→ Exercise objective: Convert the items between the lines holding "Trace the outline of every instance of the white shed." and "[[[304,124],[305,106],[291,101],[274,105],[274,123]]]", inclusive, into a two-column CSV with the headers instruction and polygon. Each item gets one row, with its text and its answer each in a single quoted field and line breaks replaced by spaces.

Excerpts of annotation records:
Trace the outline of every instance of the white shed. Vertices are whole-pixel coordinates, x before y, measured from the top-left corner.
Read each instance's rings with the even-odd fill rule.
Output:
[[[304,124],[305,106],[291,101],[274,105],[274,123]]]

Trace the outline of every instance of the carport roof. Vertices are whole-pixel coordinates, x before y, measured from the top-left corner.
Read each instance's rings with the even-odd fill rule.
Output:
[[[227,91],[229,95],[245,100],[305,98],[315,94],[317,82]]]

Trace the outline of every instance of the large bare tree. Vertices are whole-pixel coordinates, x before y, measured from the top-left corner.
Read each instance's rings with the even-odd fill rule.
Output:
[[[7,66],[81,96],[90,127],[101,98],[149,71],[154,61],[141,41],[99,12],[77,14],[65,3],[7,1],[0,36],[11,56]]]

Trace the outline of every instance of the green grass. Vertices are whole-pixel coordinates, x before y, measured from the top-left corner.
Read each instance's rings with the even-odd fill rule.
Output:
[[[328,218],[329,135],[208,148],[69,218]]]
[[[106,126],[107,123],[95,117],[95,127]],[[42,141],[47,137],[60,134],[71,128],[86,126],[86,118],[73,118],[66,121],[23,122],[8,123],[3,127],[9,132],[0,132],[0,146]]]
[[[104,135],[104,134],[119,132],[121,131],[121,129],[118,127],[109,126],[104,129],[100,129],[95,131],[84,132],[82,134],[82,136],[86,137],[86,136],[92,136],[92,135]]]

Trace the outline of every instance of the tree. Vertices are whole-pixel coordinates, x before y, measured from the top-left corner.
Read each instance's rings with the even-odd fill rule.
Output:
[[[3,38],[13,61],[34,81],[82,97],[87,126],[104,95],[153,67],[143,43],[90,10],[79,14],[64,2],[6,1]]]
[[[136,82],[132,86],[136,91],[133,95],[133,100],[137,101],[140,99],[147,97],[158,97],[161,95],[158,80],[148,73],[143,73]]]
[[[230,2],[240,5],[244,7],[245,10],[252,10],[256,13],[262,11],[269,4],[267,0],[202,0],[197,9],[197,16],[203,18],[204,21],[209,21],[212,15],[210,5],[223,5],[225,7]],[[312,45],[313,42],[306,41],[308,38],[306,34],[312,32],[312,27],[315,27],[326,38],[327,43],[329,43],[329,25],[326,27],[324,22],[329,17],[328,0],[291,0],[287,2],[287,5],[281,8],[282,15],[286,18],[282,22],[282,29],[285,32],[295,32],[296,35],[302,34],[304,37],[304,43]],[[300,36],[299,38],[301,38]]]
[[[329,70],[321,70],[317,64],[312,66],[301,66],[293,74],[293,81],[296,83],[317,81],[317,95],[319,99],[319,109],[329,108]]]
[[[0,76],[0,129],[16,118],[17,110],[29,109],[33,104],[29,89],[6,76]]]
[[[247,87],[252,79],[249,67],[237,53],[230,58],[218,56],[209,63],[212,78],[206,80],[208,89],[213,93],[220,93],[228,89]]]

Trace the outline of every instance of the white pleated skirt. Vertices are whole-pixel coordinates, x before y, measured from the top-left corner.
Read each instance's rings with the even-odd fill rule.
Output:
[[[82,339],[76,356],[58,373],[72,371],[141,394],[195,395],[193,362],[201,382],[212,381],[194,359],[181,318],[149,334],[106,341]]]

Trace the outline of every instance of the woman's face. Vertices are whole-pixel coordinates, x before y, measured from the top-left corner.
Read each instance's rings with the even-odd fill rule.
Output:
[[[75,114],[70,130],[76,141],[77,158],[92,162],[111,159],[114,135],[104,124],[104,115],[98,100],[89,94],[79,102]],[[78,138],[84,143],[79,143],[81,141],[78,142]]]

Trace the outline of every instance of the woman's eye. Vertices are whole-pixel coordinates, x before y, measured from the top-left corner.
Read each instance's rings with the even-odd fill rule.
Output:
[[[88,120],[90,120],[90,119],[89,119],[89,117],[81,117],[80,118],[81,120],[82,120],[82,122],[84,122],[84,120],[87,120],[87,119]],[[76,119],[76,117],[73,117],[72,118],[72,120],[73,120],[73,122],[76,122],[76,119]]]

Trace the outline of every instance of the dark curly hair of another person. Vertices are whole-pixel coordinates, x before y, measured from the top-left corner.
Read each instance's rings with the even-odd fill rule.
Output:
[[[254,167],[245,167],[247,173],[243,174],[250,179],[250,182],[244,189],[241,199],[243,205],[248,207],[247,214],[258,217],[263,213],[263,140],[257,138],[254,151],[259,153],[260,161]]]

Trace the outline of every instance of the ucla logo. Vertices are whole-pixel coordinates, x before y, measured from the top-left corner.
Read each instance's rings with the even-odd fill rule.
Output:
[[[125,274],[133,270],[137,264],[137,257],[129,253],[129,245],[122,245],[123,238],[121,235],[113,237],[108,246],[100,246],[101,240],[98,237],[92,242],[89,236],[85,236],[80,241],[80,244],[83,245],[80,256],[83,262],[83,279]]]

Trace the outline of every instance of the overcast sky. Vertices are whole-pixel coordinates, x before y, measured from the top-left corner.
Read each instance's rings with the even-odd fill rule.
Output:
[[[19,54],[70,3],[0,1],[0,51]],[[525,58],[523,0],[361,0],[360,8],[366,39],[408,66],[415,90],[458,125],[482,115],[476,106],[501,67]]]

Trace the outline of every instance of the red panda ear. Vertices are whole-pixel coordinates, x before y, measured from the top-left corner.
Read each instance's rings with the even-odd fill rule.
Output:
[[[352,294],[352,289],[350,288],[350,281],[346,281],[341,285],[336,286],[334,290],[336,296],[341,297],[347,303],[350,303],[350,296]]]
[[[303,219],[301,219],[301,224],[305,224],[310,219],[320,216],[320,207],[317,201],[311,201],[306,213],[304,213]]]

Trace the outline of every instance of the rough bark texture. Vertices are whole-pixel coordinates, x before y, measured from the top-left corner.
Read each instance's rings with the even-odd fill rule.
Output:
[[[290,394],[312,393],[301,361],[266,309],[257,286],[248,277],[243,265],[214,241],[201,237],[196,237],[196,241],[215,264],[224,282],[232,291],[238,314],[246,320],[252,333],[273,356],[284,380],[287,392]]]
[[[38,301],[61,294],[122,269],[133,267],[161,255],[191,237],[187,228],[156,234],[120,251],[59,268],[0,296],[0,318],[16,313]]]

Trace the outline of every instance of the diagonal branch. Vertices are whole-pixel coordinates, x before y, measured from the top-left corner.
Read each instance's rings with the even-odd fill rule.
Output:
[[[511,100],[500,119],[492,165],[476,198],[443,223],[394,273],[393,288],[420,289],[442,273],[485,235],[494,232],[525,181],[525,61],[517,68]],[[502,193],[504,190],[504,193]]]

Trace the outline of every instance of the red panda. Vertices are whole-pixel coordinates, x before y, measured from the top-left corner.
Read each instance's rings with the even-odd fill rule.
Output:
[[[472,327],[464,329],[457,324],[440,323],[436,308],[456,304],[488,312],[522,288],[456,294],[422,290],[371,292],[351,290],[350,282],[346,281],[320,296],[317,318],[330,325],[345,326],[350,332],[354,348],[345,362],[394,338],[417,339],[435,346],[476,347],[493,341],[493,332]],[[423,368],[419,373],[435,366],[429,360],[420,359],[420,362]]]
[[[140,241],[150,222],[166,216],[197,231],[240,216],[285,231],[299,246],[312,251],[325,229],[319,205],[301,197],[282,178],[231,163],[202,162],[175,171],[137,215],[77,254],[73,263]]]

...

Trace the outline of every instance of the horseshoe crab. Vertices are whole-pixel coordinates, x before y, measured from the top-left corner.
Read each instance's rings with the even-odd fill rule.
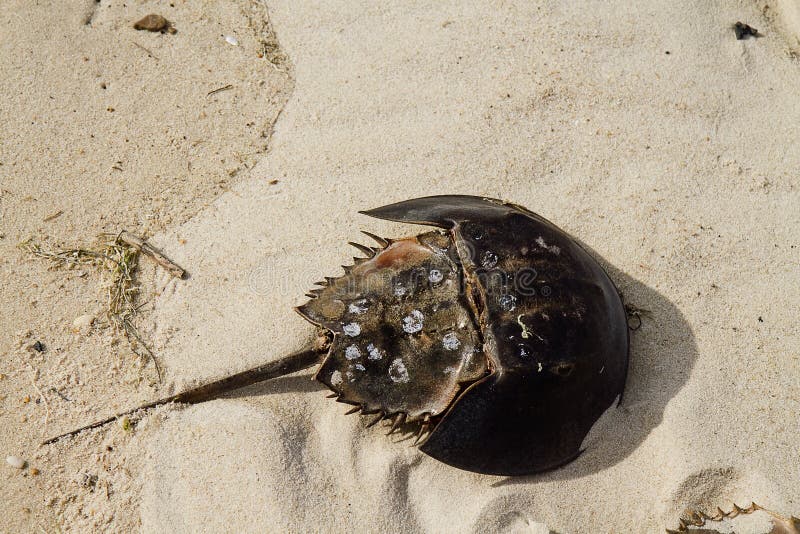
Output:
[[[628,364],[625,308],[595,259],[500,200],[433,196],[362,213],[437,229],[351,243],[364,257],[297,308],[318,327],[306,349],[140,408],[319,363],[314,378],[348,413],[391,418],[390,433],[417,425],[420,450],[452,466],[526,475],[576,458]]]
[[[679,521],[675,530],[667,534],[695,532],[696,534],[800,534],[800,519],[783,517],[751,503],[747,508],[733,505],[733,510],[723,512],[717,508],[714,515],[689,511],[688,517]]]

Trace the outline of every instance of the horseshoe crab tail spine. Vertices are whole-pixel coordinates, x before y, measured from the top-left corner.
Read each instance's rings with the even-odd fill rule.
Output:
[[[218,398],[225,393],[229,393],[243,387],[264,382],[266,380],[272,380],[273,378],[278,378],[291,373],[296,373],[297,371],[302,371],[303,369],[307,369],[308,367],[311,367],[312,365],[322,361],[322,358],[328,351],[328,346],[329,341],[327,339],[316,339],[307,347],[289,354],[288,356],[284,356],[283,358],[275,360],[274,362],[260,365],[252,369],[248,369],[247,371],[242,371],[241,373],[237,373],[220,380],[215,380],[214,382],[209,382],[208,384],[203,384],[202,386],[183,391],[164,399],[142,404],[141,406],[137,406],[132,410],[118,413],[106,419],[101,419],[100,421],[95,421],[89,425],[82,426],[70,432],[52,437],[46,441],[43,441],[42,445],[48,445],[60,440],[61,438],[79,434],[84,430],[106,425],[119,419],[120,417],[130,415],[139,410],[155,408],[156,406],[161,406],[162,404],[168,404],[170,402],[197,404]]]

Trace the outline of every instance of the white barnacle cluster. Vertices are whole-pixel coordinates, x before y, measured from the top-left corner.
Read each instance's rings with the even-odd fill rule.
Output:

→ Written reply:
instruction,polygon
"Trace the outline of every instance of the white shed. Vertices are whole-pixel coordinates, x before y, measured from the top-left corner. Read each instance's rings with the even-odd fill rule. Output:","[[[304,124],[305,106],[291,101],[274,105],[274,123]]]"